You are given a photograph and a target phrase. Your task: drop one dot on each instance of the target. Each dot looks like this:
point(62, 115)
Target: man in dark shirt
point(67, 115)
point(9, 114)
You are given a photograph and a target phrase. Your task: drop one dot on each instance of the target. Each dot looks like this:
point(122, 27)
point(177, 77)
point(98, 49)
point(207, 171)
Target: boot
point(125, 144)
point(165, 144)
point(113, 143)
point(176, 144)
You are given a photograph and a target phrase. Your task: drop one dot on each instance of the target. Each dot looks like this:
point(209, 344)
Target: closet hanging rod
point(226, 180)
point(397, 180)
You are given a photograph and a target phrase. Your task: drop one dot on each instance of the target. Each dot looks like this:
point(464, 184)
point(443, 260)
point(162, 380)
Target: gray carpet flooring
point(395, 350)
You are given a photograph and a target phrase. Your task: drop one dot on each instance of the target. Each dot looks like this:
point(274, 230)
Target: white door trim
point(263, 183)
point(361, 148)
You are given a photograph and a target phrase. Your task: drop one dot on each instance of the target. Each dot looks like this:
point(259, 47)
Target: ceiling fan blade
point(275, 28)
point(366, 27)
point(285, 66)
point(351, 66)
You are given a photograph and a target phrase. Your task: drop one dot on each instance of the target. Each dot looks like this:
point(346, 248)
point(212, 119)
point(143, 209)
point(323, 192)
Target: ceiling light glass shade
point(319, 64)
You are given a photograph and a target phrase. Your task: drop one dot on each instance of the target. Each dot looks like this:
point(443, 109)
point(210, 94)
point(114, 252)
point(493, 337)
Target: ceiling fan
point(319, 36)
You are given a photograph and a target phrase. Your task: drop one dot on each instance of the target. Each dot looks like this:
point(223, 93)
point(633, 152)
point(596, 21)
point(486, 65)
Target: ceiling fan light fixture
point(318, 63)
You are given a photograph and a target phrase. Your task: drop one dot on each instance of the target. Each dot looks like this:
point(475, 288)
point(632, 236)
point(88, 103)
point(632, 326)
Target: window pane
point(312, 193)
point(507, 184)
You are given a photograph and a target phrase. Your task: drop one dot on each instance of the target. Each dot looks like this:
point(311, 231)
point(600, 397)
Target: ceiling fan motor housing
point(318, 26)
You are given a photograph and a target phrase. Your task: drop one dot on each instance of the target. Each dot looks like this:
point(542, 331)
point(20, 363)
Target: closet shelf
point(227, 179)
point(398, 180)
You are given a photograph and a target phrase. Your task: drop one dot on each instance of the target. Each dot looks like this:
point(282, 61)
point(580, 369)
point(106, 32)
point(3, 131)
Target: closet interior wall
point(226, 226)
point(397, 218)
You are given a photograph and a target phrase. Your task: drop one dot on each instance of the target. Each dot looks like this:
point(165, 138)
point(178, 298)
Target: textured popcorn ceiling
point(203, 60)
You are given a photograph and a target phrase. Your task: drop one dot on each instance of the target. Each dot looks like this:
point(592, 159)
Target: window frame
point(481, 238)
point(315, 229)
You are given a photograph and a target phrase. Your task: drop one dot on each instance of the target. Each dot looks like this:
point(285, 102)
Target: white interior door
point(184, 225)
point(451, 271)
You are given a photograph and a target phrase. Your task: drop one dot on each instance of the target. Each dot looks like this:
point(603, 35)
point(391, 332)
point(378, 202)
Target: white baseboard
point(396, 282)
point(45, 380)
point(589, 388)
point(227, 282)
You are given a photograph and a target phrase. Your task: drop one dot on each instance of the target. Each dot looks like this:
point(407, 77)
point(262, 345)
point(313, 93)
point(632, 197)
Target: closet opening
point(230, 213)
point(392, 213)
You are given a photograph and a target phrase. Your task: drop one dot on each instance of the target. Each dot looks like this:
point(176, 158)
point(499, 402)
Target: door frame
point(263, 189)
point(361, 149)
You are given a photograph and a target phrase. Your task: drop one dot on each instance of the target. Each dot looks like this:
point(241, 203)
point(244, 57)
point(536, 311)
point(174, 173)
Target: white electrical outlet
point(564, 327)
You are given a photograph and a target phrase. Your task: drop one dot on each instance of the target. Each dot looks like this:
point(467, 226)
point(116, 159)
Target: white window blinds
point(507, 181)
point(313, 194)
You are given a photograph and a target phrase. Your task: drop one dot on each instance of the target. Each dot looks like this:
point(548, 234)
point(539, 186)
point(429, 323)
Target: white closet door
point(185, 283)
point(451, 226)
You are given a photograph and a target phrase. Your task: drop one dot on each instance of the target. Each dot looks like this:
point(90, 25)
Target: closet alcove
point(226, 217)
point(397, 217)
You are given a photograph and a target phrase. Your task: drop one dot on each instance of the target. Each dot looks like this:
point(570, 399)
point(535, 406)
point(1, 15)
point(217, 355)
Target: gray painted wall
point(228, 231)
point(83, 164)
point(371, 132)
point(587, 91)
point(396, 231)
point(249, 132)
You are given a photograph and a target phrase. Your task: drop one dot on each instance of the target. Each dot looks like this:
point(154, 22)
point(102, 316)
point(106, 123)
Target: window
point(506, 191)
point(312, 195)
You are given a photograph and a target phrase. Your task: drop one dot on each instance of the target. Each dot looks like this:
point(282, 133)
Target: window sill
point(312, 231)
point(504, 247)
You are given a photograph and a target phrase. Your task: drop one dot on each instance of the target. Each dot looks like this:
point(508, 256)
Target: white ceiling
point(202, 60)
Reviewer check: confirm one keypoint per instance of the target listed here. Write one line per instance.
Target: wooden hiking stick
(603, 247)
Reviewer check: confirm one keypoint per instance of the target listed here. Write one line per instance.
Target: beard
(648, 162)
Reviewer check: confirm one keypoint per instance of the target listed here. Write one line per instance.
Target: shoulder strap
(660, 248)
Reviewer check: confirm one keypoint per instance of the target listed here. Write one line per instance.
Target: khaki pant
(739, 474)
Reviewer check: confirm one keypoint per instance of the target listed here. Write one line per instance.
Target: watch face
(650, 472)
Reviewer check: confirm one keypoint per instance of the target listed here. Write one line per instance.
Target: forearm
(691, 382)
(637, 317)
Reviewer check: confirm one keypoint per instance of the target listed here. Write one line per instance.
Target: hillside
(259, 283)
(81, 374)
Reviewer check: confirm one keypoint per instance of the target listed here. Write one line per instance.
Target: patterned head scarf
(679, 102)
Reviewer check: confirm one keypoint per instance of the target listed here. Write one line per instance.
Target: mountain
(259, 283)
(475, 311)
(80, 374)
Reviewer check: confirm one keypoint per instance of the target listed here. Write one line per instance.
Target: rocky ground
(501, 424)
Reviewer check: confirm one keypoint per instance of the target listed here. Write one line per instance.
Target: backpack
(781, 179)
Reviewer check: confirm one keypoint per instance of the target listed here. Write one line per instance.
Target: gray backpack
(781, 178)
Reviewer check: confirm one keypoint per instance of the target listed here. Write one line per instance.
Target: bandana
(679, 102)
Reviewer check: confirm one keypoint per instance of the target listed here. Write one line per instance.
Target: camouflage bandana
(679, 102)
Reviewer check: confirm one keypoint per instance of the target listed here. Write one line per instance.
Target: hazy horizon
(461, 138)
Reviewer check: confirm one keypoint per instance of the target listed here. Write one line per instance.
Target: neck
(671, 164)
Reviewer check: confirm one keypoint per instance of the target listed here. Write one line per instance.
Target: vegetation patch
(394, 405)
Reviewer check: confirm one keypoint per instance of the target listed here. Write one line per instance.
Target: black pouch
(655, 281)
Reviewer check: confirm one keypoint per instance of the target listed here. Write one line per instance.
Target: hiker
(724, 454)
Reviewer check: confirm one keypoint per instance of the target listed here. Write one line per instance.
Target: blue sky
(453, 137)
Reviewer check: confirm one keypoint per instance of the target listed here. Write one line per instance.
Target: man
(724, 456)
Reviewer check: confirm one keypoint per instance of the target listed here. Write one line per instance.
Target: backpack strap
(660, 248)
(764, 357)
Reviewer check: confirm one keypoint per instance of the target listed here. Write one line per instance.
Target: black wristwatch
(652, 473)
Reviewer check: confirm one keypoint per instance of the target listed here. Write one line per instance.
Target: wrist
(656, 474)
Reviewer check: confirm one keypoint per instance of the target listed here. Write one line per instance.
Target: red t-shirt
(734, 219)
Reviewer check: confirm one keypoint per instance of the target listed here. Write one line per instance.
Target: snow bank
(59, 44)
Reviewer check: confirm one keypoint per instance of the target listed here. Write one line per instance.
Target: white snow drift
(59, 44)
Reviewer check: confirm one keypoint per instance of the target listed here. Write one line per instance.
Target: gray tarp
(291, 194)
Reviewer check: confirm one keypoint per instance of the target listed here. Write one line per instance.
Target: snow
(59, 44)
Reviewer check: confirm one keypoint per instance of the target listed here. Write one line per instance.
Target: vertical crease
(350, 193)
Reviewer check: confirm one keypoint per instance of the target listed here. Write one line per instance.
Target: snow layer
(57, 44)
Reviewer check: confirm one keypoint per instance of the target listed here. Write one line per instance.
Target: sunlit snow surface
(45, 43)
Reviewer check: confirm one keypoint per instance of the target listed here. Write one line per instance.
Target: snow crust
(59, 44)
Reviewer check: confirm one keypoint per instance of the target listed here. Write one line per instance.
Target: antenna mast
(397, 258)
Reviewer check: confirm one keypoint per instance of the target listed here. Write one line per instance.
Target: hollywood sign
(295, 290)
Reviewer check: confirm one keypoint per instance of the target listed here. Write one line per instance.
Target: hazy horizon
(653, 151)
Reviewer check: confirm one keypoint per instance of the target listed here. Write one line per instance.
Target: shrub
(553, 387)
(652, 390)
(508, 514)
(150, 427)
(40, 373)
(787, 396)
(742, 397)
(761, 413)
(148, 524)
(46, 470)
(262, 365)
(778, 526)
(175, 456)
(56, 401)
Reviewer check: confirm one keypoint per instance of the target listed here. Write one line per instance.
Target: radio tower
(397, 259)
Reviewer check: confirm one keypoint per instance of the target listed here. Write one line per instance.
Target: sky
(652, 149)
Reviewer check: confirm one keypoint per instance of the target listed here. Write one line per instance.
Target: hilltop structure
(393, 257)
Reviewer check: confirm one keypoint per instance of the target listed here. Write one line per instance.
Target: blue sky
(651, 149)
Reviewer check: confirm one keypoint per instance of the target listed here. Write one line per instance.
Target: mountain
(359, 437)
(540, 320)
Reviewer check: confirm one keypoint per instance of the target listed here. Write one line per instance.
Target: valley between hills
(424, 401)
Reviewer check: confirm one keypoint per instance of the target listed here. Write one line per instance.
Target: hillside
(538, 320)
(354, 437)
────────────────────
WHAT IS NEEDED: Reproduce every line from the start of the entries up to and including the line with "point(176, 144)". Leave the requests and their sample points as they are, but multiply each coordinate in the answers by 1.85 and round it to a whole number, with halves rounded up.

COMPLETE RESPONSE:
You are given a photograph and a target phrase. Your task: drop one dot on each instance of the target. Each dot looks like this:
point(62, 115)
Target: man in dark shirt
point(124, 213)
point(17, 211)
You are given a photograph and a target phrase. Your task: drop one dot on each instance of the target. Each dot looks like this:
point(122, 27)
point(177, 77)
point(98, 49)
point(207, 171)
Target: boot
point(231, 266)
point(305, 266)
point(209, 265)
point(326, 266)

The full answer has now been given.